Print the lines of the material below word for word, starting at the line that contains "like x=465 y=247." and stopping after the line that contains "x=860 y=639".
● ● ● ● ● ● ●
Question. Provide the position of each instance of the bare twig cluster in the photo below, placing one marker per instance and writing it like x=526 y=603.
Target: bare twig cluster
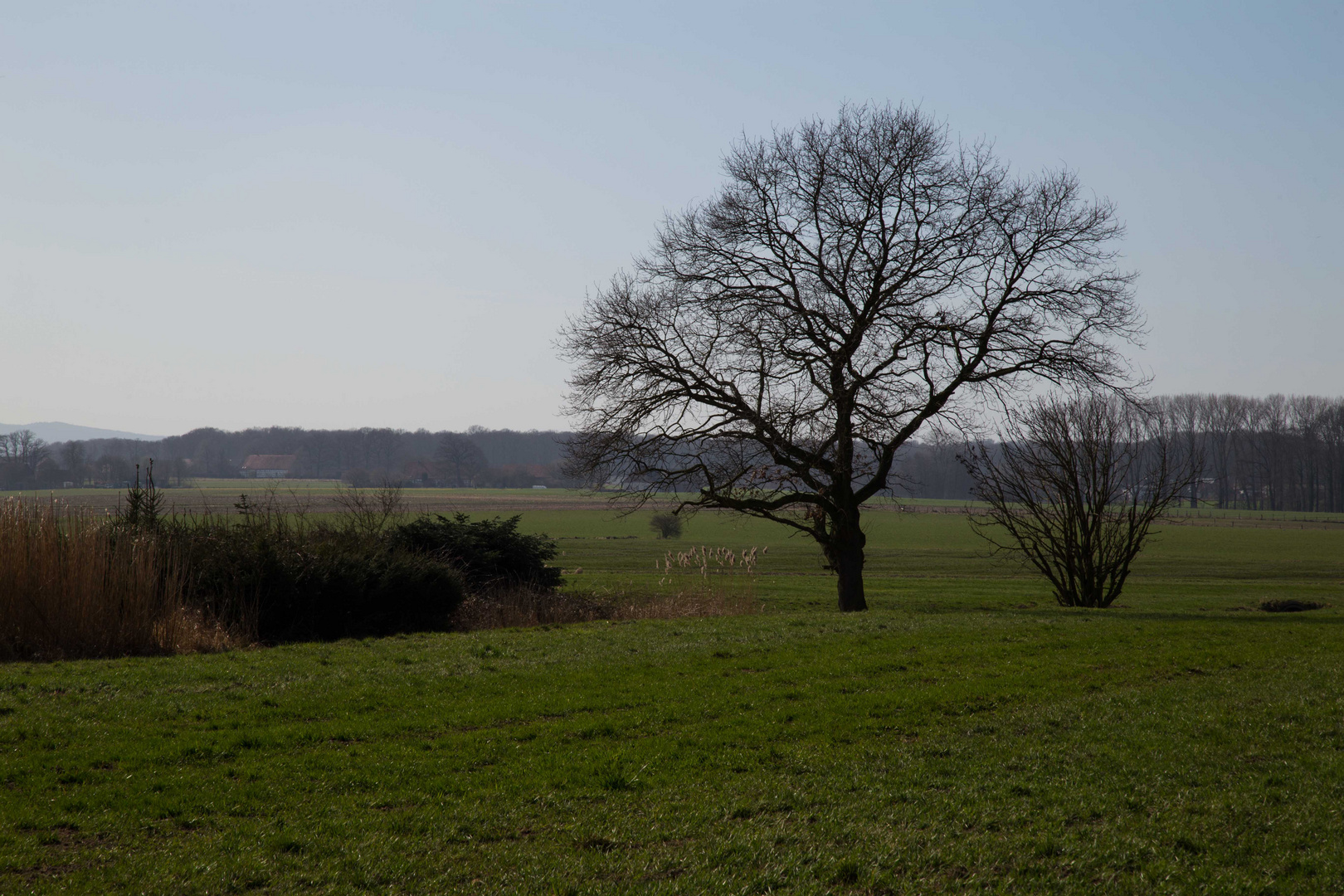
x=1073 y=488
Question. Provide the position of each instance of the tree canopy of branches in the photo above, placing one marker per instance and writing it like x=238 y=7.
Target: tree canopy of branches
x=1074 y=486
x=851 y=281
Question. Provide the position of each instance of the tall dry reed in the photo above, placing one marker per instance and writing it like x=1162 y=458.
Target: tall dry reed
x=74 y=583
x=699 y=582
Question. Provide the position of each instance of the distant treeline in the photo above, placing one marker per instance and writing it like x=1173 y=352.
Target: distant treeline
x=1278 y=453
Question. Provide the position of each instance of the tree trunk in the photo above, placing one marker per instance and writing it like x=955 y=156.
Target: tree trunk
x=845 y=557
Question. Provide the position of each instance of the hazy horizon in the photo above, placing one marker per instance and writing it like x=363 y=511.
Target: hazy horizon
x=290 y=214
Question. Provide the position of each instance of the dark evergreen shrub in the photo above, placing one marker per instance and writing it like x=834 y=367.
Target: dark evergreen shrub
x=314 y=583
x=488 y=553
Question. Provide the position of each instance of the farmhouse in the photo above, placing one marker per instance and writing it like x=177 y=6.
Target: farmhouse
x=268 y=466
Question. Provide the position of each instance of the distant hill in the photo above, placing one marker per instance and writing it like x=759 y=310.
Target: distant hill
x=67 y=431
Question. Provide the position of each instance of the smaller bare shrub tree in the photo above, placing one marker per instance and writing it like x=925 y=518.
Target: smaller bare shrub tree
x=1074 y=486
x=668 y=525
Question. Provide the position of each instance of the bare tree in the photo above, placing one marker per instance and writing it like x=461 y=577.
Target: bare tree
x=460 y=458
x=851 y=281
x=1074 y=486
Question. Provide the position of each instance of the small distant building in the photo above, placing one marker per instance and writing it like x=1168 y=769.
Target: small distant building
x=268 y=466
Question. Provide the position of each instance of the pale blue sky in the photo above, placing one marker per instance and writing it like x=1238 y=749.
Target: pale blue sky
x=353 y=214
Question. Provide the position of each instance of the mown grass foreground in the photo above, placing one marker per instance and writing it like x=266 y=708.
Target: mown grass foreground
x=956 y=738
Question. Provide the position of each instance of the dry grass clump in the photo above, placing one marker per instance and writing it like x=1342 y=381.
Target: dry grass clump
x=75 y=585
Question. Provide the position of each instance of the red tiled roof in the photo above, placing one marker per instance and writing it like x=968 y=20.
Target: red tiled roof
x=269 y=462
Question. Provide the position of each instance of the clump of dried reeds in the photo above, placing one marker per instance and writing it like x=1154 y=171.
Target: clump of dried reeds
x=699 y=582
x=73 y=583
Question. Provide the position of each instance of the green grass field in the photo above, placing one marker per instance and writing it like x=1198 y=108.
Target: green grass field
x=967 y=735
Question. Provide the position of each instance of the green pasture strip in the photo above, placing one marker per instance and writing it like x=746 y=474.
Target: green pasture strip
x=953 y=747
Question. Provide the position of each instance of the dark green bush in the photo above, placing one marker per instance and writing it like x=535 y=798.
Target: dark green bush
x=301 y=583
x=488 y=553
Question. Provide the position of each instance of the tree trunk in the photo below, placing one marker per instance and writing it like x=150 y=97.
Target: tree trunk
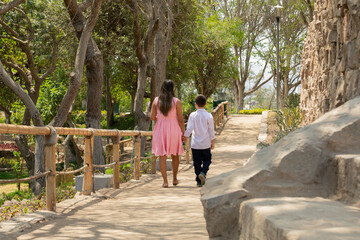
x=239 y=94
x=162 y=40
x=94 y=75
x=109 y=106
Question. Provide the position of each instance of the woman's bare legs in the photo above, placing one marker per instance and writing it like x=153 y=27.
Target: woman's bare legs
x=175 y=166
x=162 y=166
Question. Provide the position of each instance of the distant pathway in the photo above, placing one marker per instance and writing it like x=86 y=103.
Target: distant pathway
x=144 y=210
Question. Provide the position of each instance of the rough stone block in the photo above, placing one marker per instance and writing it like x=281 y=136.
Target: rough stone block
x=101 y=181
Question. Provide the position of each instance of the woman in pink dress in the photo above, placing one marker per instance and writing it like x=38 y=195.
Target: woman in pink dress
x=166 y=110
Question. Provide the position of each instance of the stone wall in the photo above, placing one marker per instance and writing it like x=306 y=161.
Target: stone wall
x=331 y=58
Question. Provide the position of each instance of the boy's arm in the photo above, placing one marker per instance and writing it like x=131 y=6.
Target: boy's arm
x=211 y=128
x=189 y=126
x=153 y=112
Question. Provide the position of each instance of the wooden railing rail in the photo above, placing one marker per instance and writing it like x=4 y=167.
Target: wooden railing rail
x=51 y=134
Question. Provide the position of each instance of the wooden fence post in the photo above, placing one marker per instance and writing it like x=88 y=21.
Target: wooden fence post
x=187 y=150
x=115 y=158
x=50 y=165
x=88 y=161
x=137 y=151
x=153 y=164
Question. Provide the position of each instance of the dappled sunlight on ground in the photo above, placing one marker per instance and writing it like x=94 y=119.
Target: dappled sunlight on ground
x=148 y=211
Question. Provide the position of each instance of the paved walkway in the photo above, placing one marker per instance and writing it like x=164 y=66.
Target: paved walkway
x=144 y=210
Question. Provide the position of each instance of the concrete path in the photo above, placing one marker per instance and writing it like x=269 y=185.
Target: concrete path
x=144 y=210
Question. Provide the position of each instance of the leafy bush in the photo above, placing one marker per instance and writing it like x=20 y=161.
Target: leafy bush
x=124 y=122
x=17 y=195
x=288 y=120
x=253 y=111
x=27 y=202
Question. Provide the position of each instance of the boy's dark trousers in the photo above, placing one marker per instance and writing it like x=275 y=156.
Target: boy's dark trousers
x=201 y=160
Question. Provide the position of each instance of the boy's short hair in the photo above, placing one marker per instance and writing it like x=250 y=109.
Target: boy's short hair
x=200 y=100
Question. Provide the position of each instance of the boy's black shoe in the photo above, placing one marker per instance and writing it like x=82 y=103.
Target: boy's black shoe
x=202 y=178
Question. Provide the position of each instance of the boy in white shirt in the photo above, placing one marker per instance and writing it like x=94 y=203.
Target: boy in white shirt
x=201 y=126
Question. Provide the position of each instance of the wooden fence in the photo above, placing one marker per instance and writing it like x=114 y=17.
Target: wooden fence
x=51 y=134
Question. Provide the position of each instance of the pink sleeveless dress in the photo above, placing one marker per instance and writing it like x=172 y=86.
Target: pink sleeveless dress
x=167 y=133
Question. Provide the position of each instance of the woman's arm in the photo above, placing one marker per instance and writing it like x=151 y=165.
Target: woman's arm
x=153 y=112
x=180 y=116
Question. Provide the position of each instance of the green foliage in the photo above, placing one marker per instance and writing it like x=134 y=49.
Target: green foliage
x=17 y=195
x=288 y=120
x=32 y=203
x=124 y=122
x=253 y=111
x=51 y=94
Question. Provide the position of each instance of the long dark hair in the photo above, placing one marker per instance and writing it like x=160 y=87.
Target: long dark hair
x=166 y=96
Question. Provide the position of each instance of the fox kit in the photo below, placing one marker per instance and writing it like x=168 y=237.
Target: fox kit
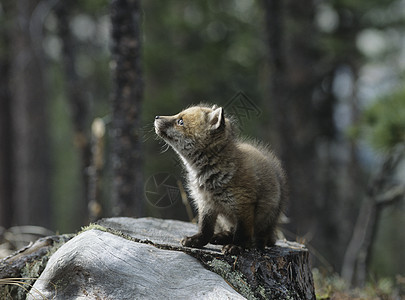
x=239 y=188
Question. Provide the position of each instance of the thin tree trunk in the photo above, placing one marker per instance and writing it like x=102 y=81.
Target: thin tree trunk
x=359 y=250
x=6 y=169
x=127 y=98
x=79 y=105
x=31 y=162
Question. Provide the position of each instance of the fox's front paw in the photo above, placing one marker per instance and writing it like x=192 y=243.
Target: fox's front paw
x=222 y=238
x=232 y=249
x=194 y=241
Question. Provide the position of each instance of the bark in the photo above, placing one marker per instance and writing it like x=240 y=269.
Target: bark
x=360 y=247
x=302 y=107
x=31 y=159
x=79 y=104
x=6 y=169
x=138 y=258
x=126 y=100
x=25 y=265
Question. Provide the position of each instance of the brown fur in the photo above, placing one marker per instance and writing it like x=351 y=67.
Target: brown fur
x=239 y=188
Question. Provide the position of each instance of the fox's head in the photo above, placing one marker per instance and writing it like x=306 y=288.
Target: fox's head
x=194 y=129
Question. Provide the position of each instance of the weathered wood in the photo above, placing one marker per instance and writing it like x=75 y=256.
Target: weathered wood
x=28 y=263
x=143 y=258
x=101 y=265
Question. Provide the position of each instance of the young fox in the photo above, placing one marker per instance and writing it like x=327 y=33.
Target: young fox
x=239 y=188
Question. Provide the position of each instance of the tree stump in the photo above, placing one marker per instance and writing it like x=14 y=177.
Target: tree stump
x=125 y=258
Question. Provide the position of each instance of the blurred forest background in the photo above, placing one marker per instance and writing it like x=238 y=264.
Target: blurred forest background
x=321 y=81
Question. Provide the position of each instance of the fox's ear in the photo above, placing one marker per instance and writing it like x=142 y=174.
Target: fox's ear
x=216 y=118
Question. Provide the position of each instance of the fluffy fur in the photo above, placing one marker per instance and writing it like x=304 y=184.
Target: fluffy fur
x=239 y=188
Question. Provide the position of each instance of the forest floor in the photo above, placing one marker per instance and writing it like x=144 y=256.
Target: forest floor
x=333 y=287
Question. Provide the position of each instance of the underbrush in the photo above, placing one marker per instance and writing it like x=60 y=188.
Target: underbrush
x=333 y=287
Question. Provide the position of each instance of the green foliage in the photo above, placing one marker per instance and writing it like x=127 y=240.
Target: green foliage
x=331 y=286
x=383 y=123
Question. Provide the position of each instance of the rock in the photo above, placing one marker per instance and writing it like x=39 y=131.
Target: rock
x=124 y=258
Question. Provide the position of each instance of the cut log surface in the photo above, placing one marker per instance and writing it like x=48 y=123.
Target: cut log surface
x=124 y=258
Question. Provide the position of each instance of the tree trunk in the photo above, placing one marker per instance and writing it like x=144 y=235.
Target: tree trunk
x=31 y=161
x=79 y=105
x=357 y=257
x=127 y=98
x=6 y=170
x=302 y=106
x=138 y=258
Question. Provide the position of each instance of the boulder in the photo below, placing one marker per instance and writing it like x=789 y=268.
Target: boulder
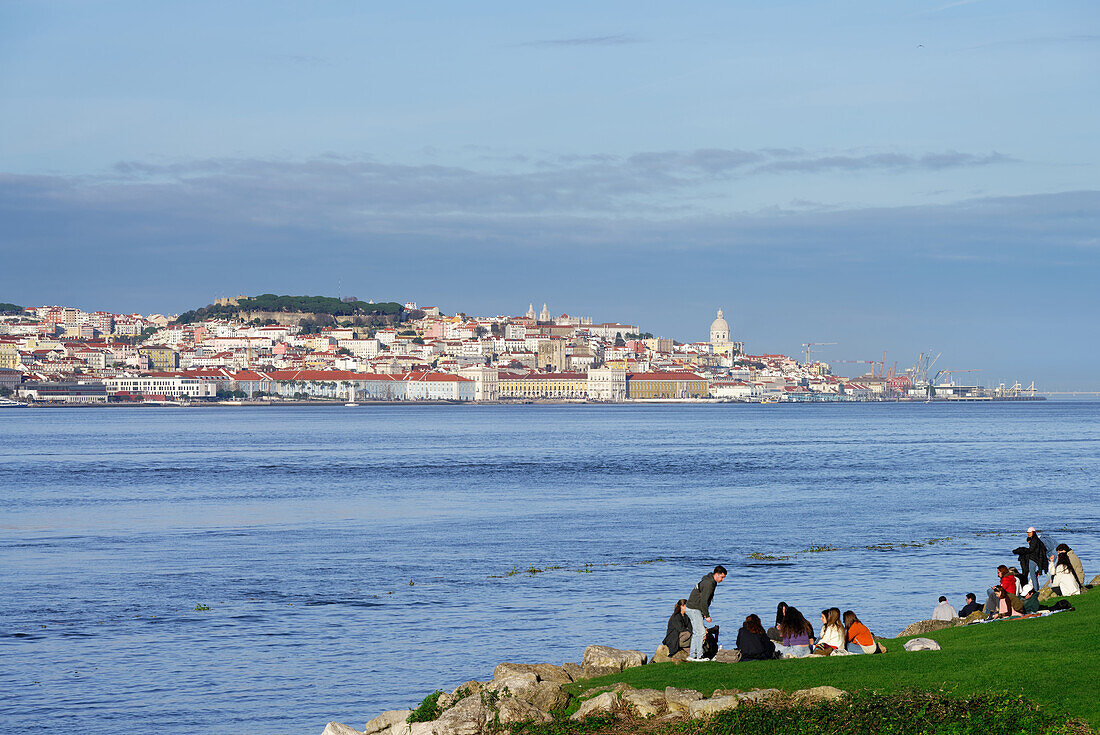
x=711 y=706
x=612 y=658
x=593 y=671
x=644 y=702
x=820 y=694
x=546 y=695
x=516 y=684
x=925 y=626
x=759 y=694
x=470 y=716
x=728 y=656
x=679 y=700
x=574 y=670
x=601 y=703
x=922 y=644
x=512 y=711
x=385 y=721
x=339 y=728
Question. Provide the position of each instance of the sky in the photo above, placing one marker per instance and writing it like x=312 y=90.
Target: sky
x=890 y=176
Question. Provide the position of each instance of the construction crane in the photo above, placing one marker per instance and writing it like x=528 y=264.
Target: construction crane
x=807 y=348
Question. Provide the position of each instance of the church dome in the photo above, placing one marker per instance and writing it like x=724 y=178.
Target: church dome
x=719 y=330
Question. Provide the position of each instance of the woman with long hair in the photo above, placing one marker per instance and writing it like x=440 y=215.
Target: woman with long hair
x=754 y=643
x=798 y=634
x=859 y=637
x=1063 y=577
x=833 y=633
x=678 y=633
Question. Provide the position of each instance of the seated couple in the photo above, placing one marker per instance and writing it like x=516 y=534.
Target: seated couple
x=795 y=635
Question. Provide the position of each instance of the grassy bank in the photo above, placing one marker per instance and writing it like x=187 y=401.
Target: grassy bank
x=1051 y=661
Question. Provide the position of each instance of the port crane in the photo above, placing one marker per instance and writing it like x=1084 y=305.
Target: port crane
x=948 y=372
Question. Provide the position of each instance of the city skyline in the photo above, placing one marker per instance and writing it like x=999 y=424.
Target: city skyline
x=921 y=176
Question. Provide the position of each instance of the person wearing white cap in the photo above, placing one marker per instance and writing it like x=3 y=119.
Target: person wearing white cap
x=1036 y=557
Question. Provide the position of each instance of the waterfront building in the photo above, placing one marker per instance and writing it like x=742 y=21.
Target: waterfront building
x=666 y=385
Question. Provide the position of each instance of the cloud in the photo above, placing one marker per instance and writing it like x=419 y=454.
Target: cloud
x=613 y=40
x=331 y=188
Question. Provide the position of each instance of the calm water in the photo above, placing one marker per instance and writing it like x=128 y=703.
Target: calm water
x=355 y=559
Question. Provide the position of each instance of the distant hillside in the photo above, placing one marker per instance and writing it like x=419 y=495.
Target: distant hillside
x=310 y=307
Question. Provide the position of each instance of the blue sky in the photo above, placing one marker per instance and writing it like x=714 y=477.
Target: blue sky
x=890 y=176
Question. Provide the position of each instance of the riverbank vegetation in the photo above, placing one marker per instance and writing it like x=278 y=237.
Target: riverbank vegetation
x=1026 y=676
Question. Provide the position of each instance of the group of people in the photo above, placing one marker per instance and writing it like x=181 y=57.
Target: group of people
x=792 y=636
x=1016 y=591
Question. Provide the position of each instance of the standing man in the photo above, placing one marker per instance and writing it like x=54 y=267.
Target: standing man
x=699 y=610
x=1036 y=557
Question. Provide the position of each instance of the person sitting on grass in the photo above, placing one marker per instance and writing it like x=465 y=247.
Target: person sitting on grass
x=944 y=611
x=833 y=633
x=970 y=606
x=1063 y=578
x=773 y=632
x=1008 y=604
x=754 y=643
x=798 y=634
x=678 y=633
x=860 y=639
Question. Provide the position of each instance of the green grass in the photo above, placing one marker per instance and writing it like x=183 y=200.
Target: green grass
x=1051 y=661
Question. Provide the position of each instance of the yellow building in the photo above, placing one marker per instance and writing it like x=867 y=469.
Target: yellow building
x=666 y=385
x=161 y=359
x=543 y=385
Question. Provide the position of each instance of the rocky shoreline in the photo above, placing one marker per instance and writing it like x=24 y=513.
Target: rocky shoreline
x=530 y=692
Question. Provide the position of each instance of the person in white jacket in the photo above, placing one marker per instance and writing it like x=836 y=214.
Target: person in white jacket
x=1063 y=577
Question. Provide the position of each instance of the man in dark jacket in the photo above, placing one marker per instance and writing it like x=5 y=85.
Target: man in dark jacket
x=1036 y=557
x=699 y=610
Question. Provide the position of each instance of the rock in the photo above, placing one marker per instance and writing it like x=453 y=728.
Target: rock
x=925 y=626
x=820 y=694
x=547 y=697
x=711 y=706
x=601 y=703
x=593 y=671
x=759 y=694
x=516 y=684
x=470 y=716
x=574 y=670
x=644 y=702
x=679 y=700
x=385 y=721
x=514 y=711
x=613 y=658
x=339 y=728
x=922 y=644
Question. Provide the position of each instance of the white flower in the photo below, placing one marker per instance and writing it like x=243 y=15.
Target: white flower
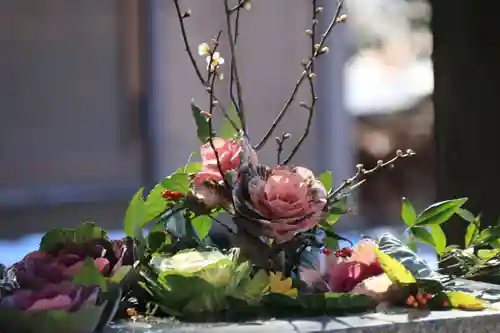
● ● ● ● ● ● ●
=== Written solution ===
Question. Provide the position of each instance of the person sitting on grass in the photo above, placing one marker per instance and writing it like x=465 y=247.
Target: person sitting on grass
x=944 y=611
x=833 y=633
x=970 y=606
x=1063 y=578
x=773 y=632
x=1008 y=604
x=754 y=643
x=798 y=634
x=678 y=633
x=860 y=639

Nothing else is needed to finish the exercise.